*** Opening PAGE TEXT ***

17. INDEMNIFICATION: Each Party (the “Indemnifying Party”) will hold harmless and indemnify the other Party (the “Indemnitee”) against all claims, judgments, costs, and fees, including attorney fees, relating to infringement of U.S. patents, designs, copyrights, or trademarks to the extent that the infringing Goods are manufactured, sold, or used in whole or in part to the indemnifying Party’s specifications, designs, drawings, or other technical data. To the extent that one Party’s employees or agents enter on the property owned or controlled by the other Party, the first Party will indemnify and hold harmless the other Party, its officers, directors, and employees for any property damage or bodily injury or death caused by the first Party’s employees or agents.

18. LIMITATION OF LIABILTY: NOTWITHSTANDING ANY OTHER PROVISIONS OF THIS AGREEMENT, UNDER NO CIRCUMSTANCES IS EITHER PARTY LIABLE FOR ANY CONSEQUENTIAL, SPECIAL, INCIDENTAL, INDIRECT, MULTIPLE, ADMINISTRATIVE, OR PUNITIVE DAMAGES, OR ANY DAMAGE OF AN INDIRECT OR CONSEQUENTIAL NATURE ARISING OUT OF OR RELATED TO ITS PERFORMANCE UNDER THIS AGREEMENT, WHETHER BASED UPON BREACH OF THIS AGREEMENT, WARRANTY, OR NEGLIGENCE AND WHETHER GROUNDED IN TORT, CONRACT, CIVIL LAW, OR OTHER THEORIES OF LIABILTY, INCLUDING STRICT LIABILTY, EVEN IF ADVISED IN ADVANCE OF THE POSSIBILITY OF SUCH DAMAGES. SELLER’S TOTAL LIABILTY INCLUDING, BUT NOT LIMITED TO, LIABILTY FOR INDEMNITY, DEFENSE, AND HOLD HARMLESS OBLIGATIONS IS LIMITED TO NO MORE THAN THE AMOUNT PAID TO SELLER UNDER BUYER’S ORDER. BUYER AGREES TO INDEMNIFY SELLER FOR ANY EXCESS AMOUNTS, TO THE EXTENT THAT THIS LIMITATION OF LIABILTY CONFLICTS WITH ANY OTHER PROVISION(S) OF THIS AGREEMENT, SUCH PROVISION(S) WILL BE REGARDED AS AMENDED TO WHATEVER EXTENT REQUIRED TO MAKE SUCH PROVISION(S) CONSISTENT WITH THIS PROVISION.

*** Closing PAGE TEXT ***

AIM OF THE EXERCISE – From the indemnification and liability terms, quote the passage that opens with the words containing "17. INDEMNIFICATION: Each" and closes with "employees or agents.".

*** Opening DATA BELOW ***

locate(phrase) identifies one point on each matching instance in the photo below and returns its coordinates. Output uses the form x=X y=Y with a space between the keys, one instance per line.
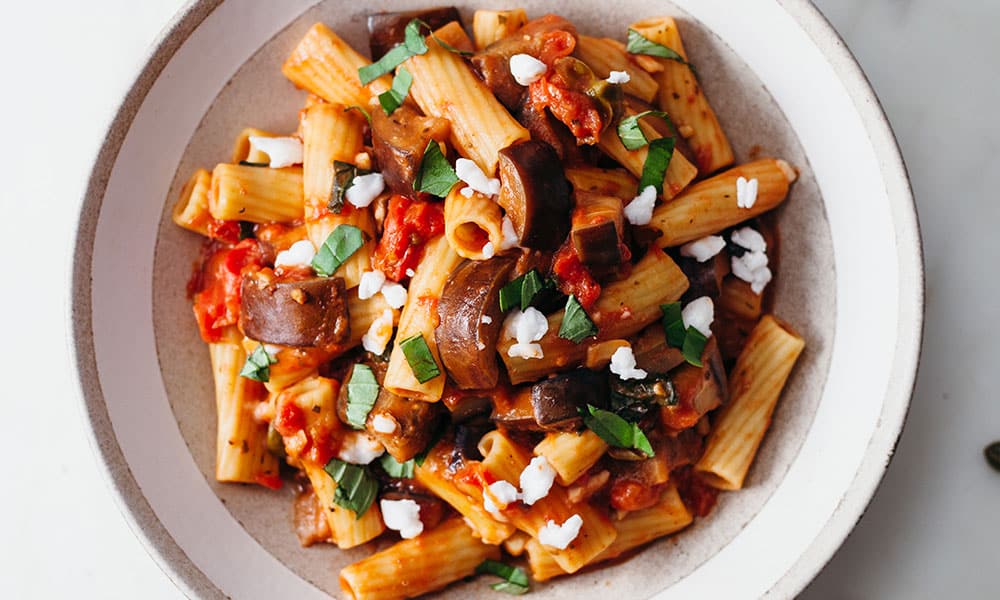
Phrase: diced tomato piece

*** Closing DATA BELOW ***

EXERCISE OUTPUT –
17. INDEMNIFICATION: Each Party (the “Indemnifying Party”) will hold harmless and indemnify the other Party (the “Indemnitee”) against all claims, judgments, costs, and fees, including attorney fees, relating to infringement of U.S. patents, designs, copyrights, or trademarks to the extent that the infringing Goods are manufactured, sold, or used in whole or in part to the indemnifying Party’s specifications, designs, drawings, or other technical data. To the extent that one Party’s employees or agents enter on the property owned or controlled by the other Party, the first Party will indemnify and hold harmless the other Party, its officers, directors, and employees for any property damage or bodily injury or death caused by the first Party’s employees or agents.